-- TASK STATEMENT --
Transcribe the data verbatim, starting at the line that contains "Where can the reddish" and ending with the final line of the data, both included.

[Records from a dataset]
----
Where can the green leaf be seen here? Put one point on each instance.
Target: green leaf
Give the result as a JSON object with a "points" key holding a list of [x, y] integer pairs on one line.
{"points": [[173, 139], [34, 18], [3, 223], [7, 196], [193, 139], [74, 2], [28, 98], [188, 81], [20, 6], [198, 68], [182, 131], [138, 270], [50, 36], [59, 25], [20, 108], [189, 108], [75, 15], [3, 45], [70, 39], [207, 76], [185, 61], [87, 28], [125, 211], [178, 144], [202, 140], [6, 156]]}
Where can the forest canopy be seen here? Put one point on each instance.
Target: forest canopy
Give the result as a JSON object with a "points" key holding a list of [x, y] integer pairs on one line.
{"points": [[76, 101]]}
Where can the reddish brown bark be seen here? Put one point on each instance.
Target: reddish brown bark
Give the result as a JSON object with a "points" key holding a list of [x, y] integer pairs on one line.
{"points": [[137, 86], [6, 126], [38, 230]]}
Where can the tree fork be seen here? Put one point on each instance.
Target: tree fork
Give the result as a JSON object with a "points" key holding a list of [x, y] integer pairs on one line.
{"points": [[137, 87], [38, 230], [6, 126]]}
----
-- OUTPUT FOR THIS EXERCISE --
Where can the reddish brown bark be seen here? Put one point on each instance.
Target: reddish brown bark
Give the result as a JSON object with a "points" key holding a list of [x, y] integer pairs on one line.
{"points": [[137, 86], [6, 126], [38, 230]]}
Where can the tree fork be seen here? Put one point on each instance.
Target: tree fork
Give the result as a JSON object with a "points" key holding a list of [x, y] integer pairs on one line.
{"points": [[137, 87], [38, 230], [6, 126]]}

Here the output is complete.